## Work required
Copies of all lines that contain "segment" are needed; take them from the data below.

## Stored data
━━━━━━━━━━
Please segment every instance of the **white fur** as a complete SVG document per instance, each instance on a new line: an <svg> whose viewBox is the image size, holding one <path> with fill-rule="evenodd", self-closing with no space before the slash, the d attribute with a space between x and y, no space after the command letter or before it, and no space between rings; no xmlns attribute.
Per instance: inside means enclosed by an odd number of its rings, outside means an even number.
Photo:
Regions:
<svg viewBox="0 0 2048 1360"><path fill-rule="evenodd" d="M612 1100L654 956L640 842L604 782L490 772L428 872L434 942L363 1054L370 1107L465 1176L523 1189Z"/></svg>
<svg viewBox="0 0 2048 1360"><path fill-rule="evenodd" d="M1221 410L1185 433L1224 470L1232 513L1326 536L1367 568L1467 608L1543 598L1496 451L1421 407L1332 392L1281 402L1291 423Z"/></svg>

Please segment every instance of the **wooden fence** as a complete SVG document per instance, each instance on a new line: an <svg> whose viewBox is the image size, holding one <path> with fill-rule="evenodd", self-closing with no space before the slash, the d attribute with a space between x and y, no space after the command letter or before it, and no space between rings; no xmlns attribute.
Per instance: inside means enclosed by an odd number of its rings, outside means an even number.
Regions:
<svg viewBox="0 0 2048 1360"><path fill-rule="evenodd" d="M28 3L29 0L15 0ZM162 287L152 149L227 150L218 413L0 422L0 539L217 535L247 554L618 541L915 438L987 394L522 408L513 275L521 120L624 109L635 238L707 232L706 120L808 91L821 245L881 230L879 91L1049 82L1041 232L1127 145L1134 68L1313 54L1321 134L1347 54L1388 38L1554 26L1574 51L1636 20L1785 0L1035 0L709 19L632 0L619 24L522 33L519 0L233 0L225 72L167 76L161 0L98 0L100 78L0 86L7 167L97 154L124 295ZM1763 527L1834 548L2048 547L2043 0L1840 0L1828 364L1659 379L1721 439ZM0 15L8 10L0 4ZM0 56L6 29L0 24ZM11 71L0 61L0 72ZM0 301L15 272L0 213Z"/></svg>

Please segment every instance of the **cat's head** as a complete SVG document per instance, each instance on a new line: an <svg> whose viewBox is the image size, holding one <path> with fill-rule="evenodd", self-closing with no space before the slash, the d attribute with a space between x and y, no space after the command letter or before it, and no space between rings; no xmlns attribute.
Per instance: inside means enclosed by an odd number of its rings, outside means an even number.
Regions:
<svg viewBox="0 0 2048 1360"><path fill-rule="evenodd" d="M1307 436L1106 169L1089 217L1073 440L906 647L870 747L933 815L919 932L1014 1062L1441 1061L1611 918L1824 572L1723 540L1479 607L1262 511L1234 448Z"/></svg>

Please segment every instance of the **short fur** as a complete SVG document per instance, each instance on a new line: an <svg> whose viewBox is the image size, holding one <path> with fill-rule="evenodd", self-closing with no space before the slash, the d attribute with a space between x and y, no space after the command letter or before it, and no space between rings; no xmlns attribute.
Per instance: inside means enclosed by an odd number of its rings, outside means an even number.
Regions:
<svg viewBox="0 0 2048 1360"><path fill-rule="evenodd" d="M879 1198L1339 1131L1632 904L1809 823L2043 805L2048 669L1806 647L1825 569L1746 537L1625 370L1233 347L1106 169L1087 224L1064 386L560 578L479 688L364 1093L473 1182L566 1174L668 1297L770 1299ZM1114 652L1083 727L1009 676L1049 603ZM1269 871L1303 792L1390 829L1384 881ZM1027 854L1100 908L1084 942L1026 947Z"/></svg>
━━━━━━━━━━
## Reply to the exercise
Please segment every instance of the **white fur** as a complete SVG document per instance, each instance on a new line: an <svg> whose viewBox is the image size, holding one <path> with fill-rule="evenodd", self-closing with no space before the slash, the d attribute with a space between x and y, no space after the command letter or before it, and no space between rings; no xmlns attribute.
Please segment every instance of the **wooden fence** as a complete SVG document per instance, each instance on a new line: an <svg> whose viewBox is the image size, holding one <path> with fill-rule="evenodd", self-closing with no space before the slash, the d attribute with a space between x and y, no space after the command letter or before it, and no space between rings; no xmlns attribute.
Please segment every instance of the **cat's head** as a complete SVG document per instance, each instance on a new line: an <svg> whose viewBox is the image size, holding one <path> with fill-rule="evenodd", self-closing with no space before the slash, the d attribute with a space between x and y, no space after the command letter or before it, and no space between rings; no xmlns attribute.
Please segment every instance of the **short fur** as a complete SVG document per instance, each instance on a new line: an <svg> whose viewBox is the image size, holding one <path> with fill-rule="evenodd", self-closing with no space before the slash, the d attribute with a space between x and y, no space after the command letter or before it, and no space between rings; no xmlns attribute.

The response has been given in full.